▸ **Extracted records**:
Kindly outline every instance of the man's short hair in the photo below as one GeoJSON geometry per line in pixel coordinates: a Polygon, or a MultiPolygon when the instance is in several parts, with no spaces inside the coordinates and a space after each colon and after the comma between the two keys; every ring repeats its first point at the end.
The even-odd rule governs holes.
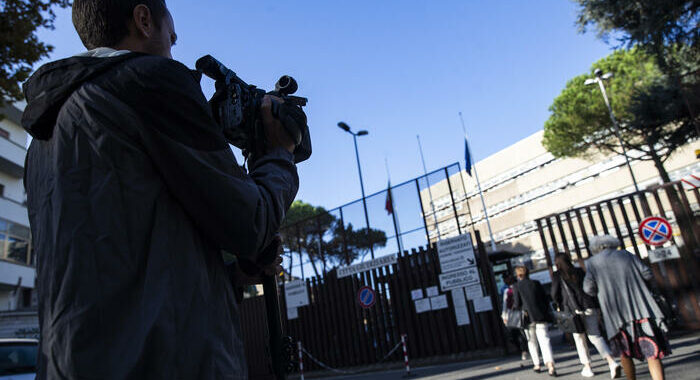
{"type": "Polygon", "coordinates": [[[73,26],[88,50],[112,47],[129,34],[129,20],[139,4],[151,10],[160,28],[167,11],[165,0],[74,0],[73,26]]]}
{"type": "Polygon", "coordinates": [[[604,249],[617,249],[620,246],[620,240],[611,235],[591,236],[588,239],[588,249],[592,254],[602,252],[604,249]]]}

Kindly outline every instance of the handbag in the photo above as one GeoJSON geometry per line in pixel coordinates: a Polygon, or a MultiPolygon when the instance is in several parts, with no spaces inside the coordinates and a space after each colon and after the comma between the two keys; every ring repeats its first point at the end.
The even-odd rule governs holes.
{"type": "Polygon", "coordinates": [[[509,310],[506,327],[512,329],[525,328],[525,317],[522,310],[509,310]]]}
{"type": "MultiPolygon", "coordinates": [[[[572,300],[576,304],[576,308],[578,309],[578,302],[576,301],[576,298],[573,297],[571,294],[571,290],[569,290],[569,286],[566,284],[566,281],[564,279],[561,279],[562,287],[564,288],[564,291],[566,292],[567,296],[569,297],[570,300],[572,300]]],[[[570,311],[562,311],[562,310],[554,310],[552,312],[554,314],[554,320],[557,322],[557,325],[559,325],[559,328],[565,332],[565,333],[582,333],[586,332],[586,326],[584,325],[583,319],[581,316],[577,313],[572,313],[570,311]]]]}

▸ **Action item**: Please set down the records above verbatim, with each picture left out.

▸ **Written answer**:
Kindly outline every instance of the man's short hair in the photo below as one GeoJSON geometry per line in pixel coordinates: a Polygon, or a MultiPolygon when the instance is in several parts, with no spaces inside the coordinates and a space after each colon and after the comma between the two keys; every ring repeats its first point at the end.
The even-odd rule governs holes.
{"type": "Polygon", "coordinates": [[[73,26],[88,50],[112,47],[129,34],[129,20],[139,4],[151,10],[160,28],[167,11],[165,0],[74,0],[73,26]]]}
{"type": "Polygon", "coordinates": [[[604,249],[617,249],[620,246],[620,240],[611,235],[591,236],[588,239],[588,249],[592,254],[602,252],[604,249]]]}

Kindly outline every instance of the handbag in the photo above as one GeoJSON geometry per line in pixel coordinates: a Polygon, or a MultiPolygon when the instance is in several parts, with no spaces inside the coordinates and a space after each colon and after the comma between the two keys; every ring repeats its first point at the end.
The even-odd rule governs holes.
{"type": "Polygon", "coordinates": [[[509,310],[506,327],[512,329],[525,328],[525,317],[522,310],[509,310]]]}
{"type": "MultiPolygon", "coordinates": [[[[572,300],[576,304],[576,308],[578,309],[578,302],[576,301],[576,298],[573,297],[571,294],[571,290],[569,290],[569,286],[566,284],[566,281],[564,279],[561,279],[562,287],[564,288],[564,291],[566,292],[567,296],[569,297],[570,300],[572,300]]],[[[570,311],[562,311],[562,310],[554,310],[552,312],[554,314],[554,320],[557,322],[557,325],[559,325],[559,328],[565,332],[565,333],[582,333],[586,332],[586,326],[584,325],[583,319],[581,316],[577,313],[572,313],[570,311]]]]}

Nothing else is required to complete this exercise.